Directed by Barry Levinson
Baltimore Pictures/Haunted Movies
Like most people who prefer to believe they’re rational actors, I hear the descriptions “found footage” and “mockumentary” in the synopsis of a “horror film” and I metaphorically run the other way. Then again, it is also true that nearly every art form, no matter how dubious, contains within it the potential for the sublime, for a performance that can outstrip its lowly genesis.
There are two directions I could be headed here, right? “This is not that movie” or “The Bay is a stellar example.” Well, it’s the latter. Buttressed by some splendid performances amongst its nearly anonymous cast, and paced very effectively in the creeping dread of its reveals, this Barry Levinson production is an exemplary and audacious eco-terror. Something is terribly wrong in Chesapeake Bay, you see. Is chicken farming to blame? Perhaps yes, but it’s much more complicated than that. Even so, between this and Cooties, the poultry industry must have been glad that lower-tier fright flicks don’t generate a lot of societal uproar.

Data excerpts:
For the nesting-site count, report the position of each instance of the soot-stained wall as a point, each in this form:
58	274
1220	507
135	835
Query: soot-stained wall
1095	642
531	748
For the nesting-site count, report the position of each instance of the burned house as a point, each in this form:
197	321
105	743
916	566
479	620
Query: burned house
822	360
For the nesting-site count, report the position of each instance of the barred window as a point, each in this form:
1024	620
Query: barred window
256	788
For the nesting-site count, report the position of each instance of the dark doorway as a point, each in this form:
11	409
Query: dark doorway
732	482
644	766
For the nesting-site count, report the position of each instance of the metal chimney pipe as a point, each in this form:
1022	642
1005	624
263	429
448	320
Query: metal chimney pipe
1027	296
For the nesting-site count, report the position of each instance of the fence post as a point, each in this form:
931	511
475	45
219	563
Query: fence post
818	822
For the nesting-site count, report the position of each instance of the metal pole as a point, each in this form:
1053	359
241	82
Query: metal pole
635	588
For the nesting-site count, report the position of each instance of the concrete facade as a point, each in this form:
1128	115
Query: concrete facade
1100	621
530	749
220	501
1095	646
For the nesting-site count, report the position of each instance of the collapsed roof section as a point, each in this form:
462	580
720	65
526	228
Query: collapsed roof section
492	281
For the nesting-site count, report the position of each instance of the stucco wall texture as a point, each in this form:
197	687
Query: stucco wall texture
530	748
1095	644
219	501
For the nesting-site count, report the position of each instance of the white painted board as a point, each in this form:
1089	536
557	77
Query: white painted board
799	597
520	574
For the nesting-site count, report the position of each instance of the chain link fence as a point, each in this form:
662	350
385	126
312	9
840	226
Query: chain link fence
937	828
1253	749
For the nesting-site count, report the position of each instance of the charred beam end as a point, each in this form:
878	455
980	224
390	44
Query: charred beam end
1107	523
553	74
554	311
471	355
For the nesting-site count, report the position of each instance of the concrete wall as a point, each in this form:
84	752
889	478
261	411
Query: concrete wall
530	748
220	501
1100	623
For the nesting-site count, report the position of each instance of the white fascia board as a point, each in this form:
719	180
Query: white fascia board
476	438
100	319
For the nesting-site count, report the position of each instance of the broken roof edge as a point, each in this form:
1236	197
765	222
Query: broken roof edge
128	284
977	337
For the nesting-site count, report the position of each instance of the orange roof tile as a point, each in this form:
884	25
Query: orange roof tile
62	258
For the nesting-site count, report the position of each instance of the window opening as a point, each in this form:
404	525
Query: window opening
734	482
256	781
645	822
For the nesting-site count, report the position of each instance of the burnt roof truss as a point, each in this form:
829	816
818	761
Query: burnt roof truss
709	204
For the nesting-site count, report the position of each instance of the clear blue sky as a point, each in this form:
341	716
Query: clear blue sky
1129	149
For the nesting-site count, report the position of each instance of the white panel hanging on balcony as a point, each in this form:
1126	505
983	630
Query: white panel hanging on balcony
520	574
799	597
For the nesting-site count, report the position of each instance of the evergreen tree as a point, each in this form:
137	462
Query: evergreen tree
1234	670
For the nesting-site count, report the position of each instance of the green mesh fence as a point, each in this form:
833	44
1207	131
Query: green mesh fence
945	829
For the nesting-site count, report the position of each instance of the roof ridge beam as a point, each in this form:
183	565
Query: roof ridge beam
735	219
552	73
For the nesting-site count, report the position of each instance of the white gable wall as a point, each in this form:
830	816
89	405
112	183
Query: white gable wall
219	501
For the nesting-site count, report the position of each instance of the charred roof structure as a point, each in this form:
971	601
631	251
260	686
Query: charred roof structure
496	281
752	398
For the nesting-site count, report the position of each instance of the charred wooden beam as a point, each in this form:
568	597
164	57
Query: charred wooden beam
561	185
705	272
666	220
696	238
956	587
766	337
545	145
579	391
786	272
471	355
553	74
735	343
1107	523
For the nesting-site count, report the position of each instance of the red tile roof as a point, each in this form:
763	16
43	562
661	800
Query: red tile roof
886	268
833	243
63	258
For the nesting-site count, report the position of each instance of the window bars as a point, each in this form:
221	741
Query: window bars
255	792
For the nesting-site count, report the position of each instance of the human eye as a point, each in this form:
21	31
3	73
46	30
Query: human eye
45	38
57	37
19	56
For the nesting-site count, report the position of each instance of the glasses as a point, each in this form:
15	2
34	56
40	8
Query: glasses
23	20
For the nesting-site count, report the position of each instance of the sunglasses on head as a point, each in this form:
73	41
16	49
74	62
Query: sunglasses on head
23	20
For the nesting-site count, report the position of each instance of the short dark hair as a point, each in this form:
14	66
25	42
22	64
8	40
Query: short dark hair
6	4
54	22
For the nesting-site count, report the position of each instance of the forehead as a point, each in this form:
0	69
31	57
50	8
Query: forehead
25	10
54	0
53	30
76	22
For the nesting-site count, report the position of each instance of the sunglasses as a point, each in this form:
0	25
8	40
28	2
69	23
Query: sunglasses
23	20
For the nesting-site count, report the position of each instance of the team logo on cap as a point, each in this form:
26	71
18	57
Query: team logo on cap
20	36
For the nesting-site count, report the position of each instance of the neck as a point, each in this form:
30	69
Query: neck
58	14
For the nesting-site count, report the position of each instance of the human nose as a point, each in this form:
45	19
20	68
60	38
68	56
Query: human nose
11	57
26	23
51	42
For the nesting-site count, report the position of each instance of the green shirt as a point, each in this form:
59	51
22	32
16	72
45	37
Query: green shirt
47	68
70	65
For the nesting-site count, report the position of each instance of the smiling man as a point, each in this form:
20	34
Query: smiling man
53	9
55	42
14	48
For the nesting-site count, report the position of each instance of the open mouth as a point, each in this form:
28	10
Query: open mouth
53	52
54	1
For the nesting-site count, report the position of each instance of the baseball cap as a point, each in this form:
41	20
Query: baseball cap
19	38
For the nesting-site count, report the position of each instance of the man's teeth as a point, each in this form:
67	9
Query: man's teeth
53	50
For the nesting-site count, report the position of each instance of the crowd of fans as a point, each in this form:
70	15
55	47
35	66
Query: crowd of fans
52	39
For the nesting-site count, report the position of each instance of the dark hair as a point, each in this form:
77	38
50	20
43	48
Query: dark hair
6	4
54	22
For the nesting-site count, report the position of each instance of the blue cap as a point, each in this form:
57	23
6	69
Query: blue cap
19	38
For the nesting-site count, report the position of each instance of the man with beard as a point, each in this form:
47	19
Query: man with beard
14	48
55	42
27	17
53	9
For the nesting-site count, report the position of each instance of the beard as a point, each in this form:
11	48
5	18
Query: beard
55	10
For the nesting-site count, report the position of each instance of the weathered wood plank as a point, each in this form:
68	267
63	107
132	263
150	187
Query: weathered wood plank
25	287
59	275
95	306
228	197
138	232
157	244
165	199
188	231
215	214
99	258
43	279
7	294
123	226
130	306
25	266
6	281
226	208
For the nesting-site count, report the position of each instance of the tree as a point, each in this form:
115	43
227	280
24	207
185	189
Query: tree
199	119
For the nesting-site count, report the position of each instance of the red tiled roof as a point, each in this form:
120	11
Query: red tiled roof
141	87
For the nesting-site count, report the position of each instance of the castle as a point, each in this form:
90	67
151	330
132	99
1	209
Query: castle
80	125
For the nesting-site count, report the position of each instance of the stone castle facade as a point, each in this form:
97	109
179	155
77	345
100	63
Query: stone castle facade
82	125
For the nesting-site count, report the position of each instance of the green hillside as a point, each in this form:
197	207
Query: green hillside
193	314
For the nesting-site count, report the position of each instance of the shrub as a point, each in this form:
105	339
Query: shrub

Task set:
#1 Can you condense the paragraph of the film review that begins "There are two directions" into a shorter version that keeps its main facts?
#2 Would you write the next part of the film review, picking up after its final sentence?
You won't need the records.

Answers given:
#1 The Bay is a stellar example of the genre. This Barry Levinson production is an exemplary, audacious eco-terror, strengthened by splendid performances from a nearly anonymous cast and by the well-paced creeping dread of its reveals. Something is terribly wrong in Chesapeake Bay. Chicken farming may be to blame, though the cause is more complicated. Between this film and Cooties, the poultry industry must be glad that lower-tier fright flicks don't generate much societal uproar.

#2
‘Twas Independence Day, but I couldn’t make it through the blockbuster with that title; the action herein also takes place on said holiday.
As a Radical Leftist® who thinks commercial fishing should be banned, of course I endorse this picture.
I noted three major detractions from the “documentary” conceit: The American oceanographer constantly carping (sorry) about his French partner’s accent; the fact that the fish the oceanographers examined didn’t quite look freshly caught; and the improbably framed closeups on one character’s face as he drove. Most convincing murder/suicide scene I can imagine, though. And the interactions between the doctor and the CDC were eerily instructive.